### GOAL 1:
Format the rows from the line containing "post in this updated tile." through the end of the rows as a JSON list of strings, one string per line, with blank lines omitted.

### SELECTED TEXT:

Yesterday I created that thing bellow (all 2D using only Gosu drawing methods) :



The idea is that the background is rendered illuminated, then the player is drawn and a torchlight sprite is drawn on top of it. The noise effect is another layer drawn on top of everything. The torchlight is made like this :



The surrounding black is partially transparent and the "light part" is even more transparent. The sprite is drawn using Gosu::Image.draw_rot. I created a method that draws the corners so that when the sprite is rotated, the global image is still a rectangle. The fill color for the edges is the same partially transparent black used before. Finally, from this englobing rectangle, 4 rectangles are drawn the same color to cover the entire screen.

Things are working great, there are some frames where I see glitches, really one or two frames a minute, randomly, which is annoying but I can live with that.

The only problem here is that I can't use this technique if I want to add other "light layers". It works here because everything is dark except the torlight area, but I would like to add other light sources and it would be really hard to use the same technique, taking care of other rectangles intersecting the ones drawn for the torchlight.

Is there another way to create this effect ? I would really like to use only Gosu drawing techniques. Thanks for your precious help.
Parent - - By oli.obk Date 2013-06-27 08:35
good job.

instead of drawing many textures i advise to make your light rectangle even bigger so it'll cover the whole screen in any rotation and position. then you'd get rid of the glitches.

### GOAL 2:
Resume the forum thread about the Gosu torchlight effect from its final sentence.

### SUPPLIED MATERIAL:

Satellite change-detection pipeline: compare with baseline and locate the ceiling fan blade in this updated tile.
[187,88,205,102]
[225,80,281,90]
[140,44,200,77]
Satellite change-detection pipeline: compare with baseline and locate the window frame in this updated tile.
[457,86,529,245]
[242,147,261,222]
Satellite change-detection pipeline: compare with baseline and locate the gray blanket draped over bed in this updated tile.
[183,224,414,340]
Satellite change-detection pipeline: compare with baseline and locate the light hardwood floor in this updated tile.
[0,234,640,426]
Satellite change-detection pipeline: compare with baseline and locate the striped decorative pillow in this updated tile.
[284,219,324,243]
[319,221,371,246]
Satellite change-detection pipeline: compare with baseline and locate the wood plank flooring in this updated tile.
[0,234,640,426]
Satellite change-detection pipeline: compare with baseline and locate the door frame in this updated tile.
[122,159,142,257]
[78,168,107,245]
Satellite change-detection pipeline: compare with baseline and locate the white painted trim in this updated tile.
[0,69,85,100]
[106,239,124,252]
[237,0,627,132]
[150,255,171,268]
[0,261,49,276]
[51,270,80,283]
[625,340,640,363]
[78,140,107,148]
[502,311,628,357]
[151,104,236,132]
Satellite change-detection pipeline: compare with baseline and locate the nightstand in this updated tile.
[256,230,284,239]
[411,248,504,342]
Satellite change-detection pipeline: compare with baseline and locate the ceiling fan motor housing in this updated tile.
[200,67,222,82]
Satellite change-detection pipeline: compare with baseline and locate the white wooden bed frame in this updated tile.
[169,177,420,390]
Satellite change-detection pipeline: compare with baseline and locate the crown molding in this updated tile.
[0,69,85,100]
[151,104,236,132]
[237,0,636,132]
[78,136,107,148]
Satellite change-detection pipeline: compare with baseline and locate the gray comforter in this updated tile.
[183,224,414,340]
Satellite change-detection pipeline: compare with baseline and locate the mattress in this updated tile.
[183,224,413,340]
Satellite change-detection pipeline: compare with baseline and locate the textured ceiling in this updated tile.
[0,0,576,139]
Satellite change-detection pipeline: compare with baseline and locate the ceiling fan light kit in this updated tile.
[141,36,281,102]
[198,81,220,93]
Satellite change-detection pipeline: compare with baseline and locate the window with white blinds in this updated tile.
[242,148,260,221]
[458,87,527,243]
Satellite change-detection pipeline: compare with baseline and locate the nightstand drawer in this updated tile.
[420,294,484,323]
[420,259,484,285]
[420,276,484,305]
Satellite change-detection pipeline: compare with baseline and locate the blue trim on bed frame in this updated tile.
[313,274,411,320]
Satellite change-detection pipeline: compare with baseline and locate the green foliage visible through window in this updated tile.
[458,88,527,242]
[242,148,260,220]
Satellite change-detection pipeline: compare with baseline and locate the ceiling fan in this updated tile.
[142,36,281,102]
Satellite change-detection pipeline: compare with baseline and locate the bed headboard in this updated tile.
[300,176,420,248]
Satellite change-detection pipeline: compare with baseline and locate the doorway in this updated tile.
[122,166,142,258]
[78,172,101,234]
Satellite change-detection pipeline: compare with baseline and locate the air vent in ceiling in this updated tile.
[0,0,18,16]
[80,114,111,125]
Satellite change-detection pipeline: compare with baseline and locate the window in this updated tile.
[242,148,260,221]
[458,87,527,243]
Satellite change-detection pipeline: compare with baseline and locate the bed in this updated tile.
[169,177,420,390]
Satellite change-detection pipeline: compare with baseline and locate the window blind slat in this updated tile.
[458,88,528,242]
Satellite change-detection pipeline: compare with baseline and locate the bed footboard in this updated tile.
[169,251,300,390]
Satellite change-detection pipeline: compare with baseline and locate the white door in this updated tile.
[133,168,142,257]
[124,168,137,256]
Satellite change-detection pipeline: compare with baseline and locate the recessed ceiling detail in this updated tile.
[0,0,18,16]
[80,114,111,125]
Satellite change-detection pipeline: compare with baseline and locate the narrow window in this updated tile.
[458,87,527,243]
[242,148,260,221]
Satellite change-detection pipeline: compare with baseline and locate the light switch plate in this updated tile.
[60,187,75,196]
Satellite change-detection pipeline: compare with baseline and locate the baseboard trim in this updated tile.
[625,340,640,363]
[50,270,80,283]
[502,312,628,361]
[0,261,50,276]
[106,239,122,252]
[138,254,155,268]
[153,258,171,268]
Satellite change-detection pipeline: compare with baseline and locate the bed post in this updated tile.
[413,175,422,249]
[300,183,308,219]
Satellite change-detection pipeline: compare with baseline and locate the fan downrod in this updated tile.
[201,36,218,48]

### TASK ANSWER 1:
[
  "Satellite change-detection pipeline: compare with baseline and locate the bed post in this updated tile.",
  "[413,175,422,249]",
  "[300,183,308,219]",
  "Satellite change-detection pipeline: compare with baseline and locate the fan downrod in this updated tile.",
  "[201,36,218,48]"
]

### TASK ANSWER 2:
or you could slightly overlap the corners of your rectangles to prevent light spots from appearing (in the dark part you'd have dark lines, which would be less noticable than bright glitches)

for drawing multiple layers you'd need some kind of render to texture feature with your method. you'd draw all your lights, create an image from that, clear the screen, draw all your objects, draw the light image over the objects. This could be done easily by abusing the various possible screenshot methods (search this board for some of them). of course, this might not be very performant.
Parent - - By bestguigui Date 2013-06-27 08:47
Thanks for your reply :)

I thought about creating a big image first, but since I'm used to create the smallest files possibles, I considered it would be better to go the way I did for performance issues, even if I know that it's not good to optimize anything until an issue is detected, and I don't know if drawing multiple rects is really faster than one huge one.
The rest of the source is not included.